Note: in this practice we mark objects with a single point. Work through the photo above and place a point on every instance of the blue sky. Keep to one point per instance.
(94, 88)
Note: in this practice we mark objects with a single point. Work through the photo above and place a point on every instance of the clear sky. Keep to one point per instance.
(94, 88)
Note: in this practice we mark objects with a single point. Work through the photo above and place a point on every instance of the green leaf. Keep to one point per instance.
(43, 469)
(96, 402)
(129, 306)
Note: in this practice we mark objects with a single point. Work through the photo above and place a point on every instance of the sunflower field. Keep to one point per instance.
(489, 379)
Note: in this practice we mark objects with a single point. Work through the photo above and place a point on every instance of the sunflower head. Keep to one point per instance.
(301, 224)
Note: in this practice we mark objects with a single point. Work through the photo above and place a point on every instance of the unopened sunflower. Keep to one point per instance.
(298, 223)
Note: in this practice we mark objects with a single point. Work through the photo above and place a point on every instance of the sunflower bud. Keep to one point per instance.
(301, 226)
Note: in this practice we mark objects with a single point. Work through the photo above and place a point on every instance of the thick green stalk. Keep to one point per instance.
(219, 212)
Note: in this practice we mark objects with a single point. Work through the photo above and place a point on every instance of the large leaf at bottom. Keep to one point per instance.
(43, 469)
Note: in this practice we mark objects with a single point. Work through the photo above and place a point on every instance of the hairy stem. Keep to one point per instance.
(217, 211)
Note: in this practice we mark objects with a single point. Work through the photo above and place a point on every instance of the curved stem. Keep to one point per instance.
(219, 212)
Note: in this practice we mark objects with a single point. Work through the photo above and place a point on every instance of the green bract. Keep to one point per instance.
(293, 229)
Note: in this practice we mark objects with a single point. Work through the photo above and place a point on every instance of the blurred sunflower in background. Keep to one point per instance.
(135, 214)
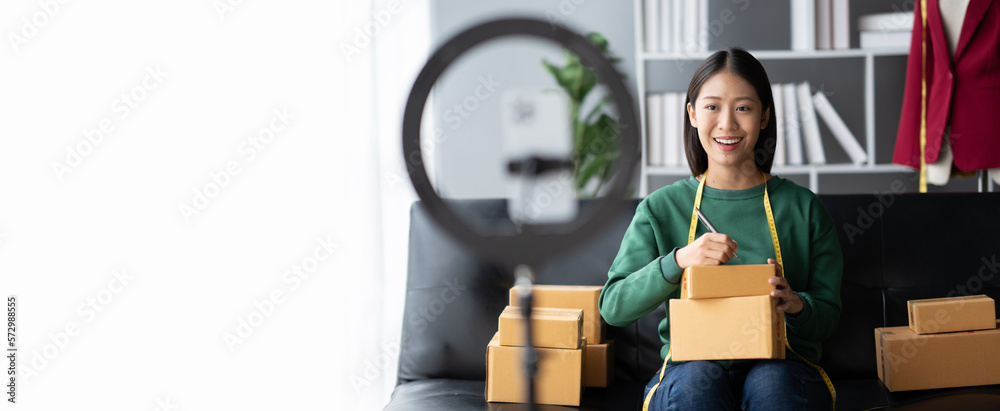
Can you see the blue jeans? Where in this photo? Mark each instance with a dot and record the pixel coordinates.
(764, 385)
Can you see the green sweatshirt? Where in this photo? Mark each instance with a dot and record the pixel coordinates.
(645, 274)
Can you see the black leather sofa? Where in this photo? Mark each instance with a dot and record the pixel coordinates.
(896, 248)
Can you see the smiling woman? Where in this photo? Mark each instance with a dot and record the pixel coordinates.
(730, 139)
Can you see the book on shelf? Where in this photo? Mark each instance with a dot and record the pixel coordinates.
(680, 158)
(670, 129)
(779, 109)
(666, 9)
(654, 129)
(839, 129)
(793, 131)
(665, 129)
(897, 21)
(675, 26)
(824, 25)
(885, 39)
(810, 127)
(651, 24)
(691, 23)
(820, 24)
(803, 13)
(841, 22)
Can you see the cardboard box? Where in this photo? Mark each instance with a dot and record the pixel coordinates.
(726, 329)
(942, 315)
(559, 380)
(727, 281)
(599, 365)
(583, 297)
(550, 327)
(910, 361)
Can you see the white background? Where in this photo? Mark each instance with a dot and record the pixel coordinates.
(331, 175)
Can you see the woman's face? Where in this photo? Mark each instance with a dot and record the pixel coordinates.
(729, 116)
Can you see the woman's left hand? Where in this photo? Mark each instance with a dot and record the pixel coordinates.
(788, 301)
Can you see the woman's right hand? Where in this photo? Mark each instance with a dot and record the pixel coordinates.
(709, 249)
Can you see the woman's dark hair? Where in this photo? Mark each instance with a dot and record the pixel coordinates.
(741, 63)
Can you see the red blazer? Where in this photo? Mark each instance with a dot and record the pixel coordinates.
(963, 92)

==

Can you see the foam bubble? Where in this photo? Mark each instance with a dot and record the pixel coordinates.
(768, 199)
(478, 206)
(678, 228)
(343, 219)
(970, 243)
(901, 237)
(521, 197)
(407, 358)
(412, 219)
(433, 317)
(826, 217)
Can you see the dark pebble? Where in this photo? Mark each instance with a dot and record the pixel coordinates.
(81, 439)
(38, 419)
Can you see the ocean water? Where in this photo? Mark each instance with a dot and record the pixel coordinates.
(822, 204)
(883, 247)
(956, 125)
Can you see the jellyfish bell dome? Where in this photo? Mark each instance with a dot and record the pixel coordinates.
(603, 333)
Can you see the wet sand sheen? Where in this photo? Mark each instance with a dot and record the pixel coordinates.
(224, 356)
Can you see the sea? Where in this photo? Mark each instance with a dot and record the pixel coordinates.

• [Goal of the exercise] From the records above, retype only the lines starting at the line that contains "Can you see the dark" and ending at the line that contains "Can you see the sea?", both included.

• [Answer to this problem]
Can you see the dark pebble? Where in this photo? Mark each instance with a dot and record the pixel coordinates.
(81, 439)
(38, 419)
Can you see the ocean water? Where in this photo? Mark each instance with a dot and record the pixel coordinates.
(822, 204)
(883, 247)
(956, 125)
Can you see the jellyfish bell dome? Where in this photo? Mark each instance with a dot and record the pixel coordinates.
(603, 333)
Can you see the wet sand sheen? Where in this photo? Mark each instance with a dot and record the pixel coordinates.
(224, 356)
Can you see the sea? Where in this photo? Mark each instance with a dot and record the pixel coordinates.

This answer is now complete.